▸ LIST OF TASKS
[1] Answer each question using the review of A Lazarus Taxon.
(a) In what format does the box set come?
(b) Which two videos are included?
(c) Who took the photographs used to package the box?
[2] Translate this sentence from the review of A Lazarus Taxon into Spanish: "A Lazarus Taxon rounds up Tortoise’s most obscure offerings, remixes and unreleased material."
[3] Reproduce the stretch of the review of A Lazarus Taxon from "Until this 3XCD/DVD" through "in fossil records.".

▸ TEXT
--- START ---
Tortoise unwittingly symbolized the changing face of indie rock during the latter part of the Bill Clinton ‘90s. College kids and the liberal jet set didn’t have much to gripe about under Slick Willy’s administration; and they had money to blow on music that existed outside of the tried and true rock lexicon in the booming economy of yore. Seamless, instrumental post-rock was only a symptom of the times. In a round of ‘six degrees of Kevin Bacon,’ Tortoise’s infrastructure – an impressive crew compliment of John McEntire, Jeff Parker, John Herndon, Douglas McCombs, Bundy K. Brown, Dan Bitney and David Pajo – is omnipotent. As each member branched out into myriad other projects the indie rock masses where driven, as if by an unseen hand, to collect them all. If McEntire had anything to do with it the twenty something’s bought it and loved it. This rapid expansion of the group’s bloodline could not have existed without the support of the obsessive and adoring record buying elite.

As a result, flipping the switch on these same socio-political factors that carried Tortoise to prominence explains the decline in the group’s popularity when the Bush blitzkrieg rolled over the US. Goodbye slick sophistication. Goodbye breezy, jazzy and free range experimentation. Hello Bright Eyes. Hello Interpol. Hello bands built on the sacred foundations of rock’s established best sellers.
A Lazarus Taxon rounds up Tortoise’s most obscure offerings, remixes and unreleased material. These are the gems that only the most dedicated of fans with lots of time and resources could heretofore track down and covet, including the much sought after Rhythms, Resolutions & Clusters remix LP.

Until this 3XCD/DVD box came along much of this rare material had slipped through the cracks. Even the name A Lazarus Taxon is a paleontological term that refers to species that disappear and reappear from extinction after having previously been thought to only exist in fossil records.

At full stride Tortoise wandered dangerously close to the realms of elevator music. “Madison Area” and “TNT Takemura Remix” rekindle that flighiness. But the clicks, drones, glitches, and rhythms found in “Blackbird” recall the funky and experimental meandering that gave Tortoise appeal in the first place.

Videos for “Four Day Interval” and “Galapagos” are reminders that no matter how good Tortoise can be, the music doesn’t translate to film all that well. The lack of any coherent narrative in the music resonates in the lack of any captivating images in the videos. On paper it sounds like it could work. But on the screen it becomes obvious that these films are best left to the mind's eye to direct.

One of the more intriguing aspects of this collection is its exterior. The box comes packaged in a series of stark, black and white photos taken by retired Swedish police car accident scene photographer Arnold Odermatt. Odermatt would shoot his assignments during the work day and then return, off the clock, to re-shoot the crash sites in various states of clean-up. This M.O. metaphorically sums up these alternate takes on some of Tortoise’s greatest works. As a whole these later takes are a poor substitution for these songs as they exist in there original state. Proper albums like Tortoise, Millions Now Living Will Never Die and TNT are far more essential listens than A Lazarus Taxon. But still, there is a beauty in the wreckage that’s visible only in the debris of these non-album tracks and happy accidents.
--- END ---
▸ DATASET CONTENT
--- START ---
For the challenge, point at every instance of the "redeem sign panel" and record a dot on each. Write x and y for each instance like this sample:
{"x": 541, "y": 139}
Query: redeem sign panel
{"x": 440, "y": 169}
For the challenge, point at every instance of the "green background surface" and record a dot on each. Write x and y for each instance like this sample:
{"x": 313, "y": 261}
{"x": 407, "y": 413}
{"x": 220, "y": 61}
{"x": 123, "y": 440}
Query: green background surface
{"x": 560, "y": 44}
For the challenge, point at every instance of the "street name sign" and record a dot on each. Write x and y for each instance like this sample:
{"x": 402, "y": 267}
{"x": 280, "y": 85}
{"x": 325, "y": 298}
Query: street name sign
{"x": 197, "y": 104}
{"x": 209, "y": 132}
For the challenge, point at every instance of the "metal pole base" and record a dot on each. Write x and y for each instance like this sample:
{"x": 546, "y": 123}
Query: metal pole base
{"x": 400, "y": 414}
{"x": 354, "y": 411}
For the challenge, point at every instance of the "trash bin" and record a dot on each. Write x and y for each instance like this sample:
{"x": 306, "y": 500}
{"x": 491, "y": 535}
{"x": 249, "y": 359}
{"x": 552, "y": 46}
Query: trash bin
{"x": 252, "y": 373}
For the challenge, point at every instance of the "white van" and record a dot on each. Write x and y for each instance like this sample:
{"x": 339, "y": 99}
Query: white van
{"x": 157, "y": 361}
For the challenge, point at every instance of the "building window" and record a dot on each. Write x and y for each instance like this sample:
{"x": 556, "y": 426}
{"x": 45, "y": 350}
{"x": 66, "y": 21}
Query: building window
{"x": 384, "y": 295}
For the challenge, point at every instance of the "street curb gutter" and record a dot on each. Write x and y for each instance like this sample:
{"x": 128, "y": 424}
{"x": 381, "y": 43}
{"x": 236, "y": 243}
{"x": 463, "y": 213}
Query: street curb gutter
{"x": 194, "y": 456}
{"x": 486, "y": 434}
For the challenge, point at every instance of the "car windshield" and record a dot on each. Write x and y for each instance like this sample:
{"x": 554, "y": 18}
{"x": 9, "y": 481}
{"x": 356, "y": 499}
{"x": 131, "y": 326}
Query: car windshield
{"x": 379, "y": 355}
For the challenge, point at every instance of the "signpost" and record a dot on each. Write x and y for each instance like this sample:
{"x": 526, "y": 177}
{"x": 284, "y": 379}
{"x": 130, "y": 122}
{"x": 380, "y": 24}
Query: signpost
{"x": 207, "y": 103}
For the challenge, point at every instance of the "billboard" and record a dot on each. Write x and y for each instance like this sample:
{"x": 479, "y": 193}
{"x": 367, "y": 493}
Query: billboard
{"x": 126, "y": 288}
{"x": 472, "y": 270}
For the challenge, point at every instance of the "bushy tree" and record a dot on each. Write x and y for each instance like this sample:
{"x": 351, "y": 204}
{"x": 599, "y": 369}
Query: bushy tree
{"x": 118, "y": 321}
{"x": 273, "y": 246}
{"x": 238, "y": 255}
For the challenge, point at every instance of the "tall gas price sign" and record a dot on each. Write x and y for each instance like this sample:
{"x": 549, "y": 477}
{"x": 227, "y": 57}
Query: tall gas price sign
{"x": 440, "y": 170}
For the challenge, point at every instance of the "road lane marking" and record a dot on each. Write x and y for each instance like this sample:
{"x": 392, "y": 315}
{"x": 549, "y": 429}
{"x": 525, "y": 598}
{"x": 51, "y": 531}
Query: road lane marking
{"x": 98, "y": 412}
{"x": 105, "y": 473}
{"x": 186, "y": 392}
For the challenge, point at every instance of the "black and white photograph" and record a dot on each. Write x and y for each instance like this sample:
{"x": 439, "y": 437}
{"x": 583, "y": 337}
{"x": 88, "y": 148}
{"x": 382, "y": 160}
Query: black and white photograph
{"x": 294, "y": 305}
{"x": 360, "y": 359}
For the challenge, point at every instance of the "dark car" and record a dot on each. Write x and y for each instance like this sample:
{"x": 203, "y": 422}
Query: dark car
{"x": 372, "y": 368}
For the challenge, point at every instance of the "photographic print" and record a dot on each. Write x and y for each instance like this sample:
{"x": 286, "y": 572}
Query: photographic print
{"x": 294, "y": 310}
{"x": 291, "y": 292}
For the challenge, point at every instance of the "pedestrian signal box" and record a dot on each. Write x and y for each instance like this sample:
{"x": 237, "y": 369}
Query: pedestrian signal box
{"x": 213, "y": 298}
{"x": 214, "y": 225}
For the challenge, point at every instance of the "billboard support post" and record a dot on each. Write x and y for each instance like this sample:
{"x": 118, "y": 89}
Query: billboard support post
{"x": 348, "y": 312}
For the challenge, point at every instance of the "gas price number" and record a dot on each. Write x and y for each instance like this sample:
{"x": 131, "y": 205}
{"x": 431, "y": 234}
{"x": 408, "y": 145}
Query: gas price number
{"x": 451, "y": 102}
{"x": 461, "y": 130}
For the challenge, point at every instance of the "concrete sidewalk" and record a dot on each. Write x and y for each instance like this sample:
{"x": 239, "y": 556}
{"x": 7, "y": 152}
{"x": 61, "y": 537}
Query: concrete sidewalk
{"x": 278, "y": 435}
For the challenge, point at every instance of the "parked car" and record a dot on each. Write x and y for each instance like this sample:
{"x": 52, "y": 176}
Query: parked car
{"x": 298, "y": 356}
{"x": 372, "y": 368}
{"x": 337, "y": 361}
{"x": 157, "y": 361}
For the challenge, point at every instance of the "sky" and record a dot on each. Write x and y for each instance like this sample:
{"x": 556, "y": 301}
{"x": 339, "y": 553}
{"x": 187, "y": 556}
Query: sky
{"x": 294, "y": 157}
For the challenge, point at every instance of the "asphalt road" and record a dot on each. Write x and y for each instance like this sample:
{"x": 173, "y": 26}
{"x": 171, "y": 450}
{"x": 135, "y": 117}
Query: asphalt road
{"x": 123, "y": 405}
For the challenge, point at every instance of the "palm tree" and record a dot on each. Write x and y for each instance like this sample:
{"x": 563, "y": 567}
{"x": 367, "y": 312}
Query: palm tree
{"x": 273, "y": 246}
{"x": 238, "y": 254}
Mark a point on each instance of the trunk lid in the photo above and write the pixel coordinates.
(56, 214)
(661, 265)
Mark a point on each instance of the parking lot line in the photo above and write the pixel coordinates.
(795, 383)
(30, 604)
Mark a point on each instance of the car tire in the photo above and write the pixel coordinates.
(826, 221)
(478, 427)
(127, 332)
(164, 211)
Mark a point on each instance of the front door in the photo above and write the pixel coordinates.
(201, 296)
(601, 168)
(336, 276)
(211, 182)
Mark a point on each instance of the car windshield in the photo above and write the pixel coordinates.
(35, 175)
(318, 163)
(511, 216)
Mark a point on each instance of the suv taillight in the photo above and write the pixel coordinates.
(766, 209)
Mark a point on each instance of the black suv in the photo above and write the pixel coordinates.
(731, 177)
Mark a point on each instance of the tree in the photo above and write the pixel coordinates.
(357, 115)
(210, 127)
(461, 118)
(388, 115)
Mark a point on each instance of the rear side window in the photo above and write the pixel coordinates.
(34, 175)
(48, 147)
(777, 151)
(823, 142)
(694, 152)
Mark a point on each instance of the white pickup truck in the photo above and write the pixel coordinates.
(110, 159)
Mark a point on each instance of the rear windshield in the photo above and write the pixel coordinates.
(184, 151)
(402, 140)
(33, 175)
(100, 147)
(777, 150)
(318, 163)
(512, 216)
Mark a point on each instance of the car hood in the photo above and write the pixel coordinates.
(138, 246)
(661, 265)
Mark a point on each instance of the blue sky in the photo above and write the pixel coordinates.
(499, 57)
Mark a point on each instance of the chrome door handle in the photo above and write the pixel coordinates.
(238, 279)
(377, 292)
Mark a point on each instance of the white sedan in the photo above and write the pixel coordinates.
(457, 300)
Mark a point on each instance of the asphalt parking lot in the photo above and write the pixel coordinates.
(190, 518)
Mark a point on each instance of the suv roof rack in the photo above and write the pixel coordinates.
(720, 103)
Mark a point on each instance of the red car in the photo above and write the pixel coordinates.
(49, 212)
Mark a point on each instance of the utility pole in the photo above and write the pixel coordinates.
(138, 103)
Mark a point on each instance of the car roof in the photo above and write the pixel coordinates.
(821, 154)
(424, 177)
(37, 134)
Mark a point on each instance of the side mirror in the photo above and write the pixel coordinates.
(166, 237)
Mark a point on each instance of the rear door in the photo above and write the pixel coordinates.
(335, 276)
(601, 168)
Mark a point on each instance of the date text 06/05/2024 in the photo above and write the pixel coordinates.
--- END ---
▸ TASK-BY-TASK SOLUTIONS
[1]
(a) It comes as a 3XCD/DVD box.
(b) The videos are for "Four Day Interval" and "Galapagos."
(c) Arnold Odermatt took them.

[2] A Lazarus Taxon recopila los trabajos más desconocidos de Tortoise, remezclas y material inédito.

[3]
Until this 3XCD/DVD box came along much of this rare material had slipped through the cracks. Even the name A Lazarus Taxon is a paleontological term that refers to species that disappear and reappear from extinction after having previously been thought to only exist in fossil records.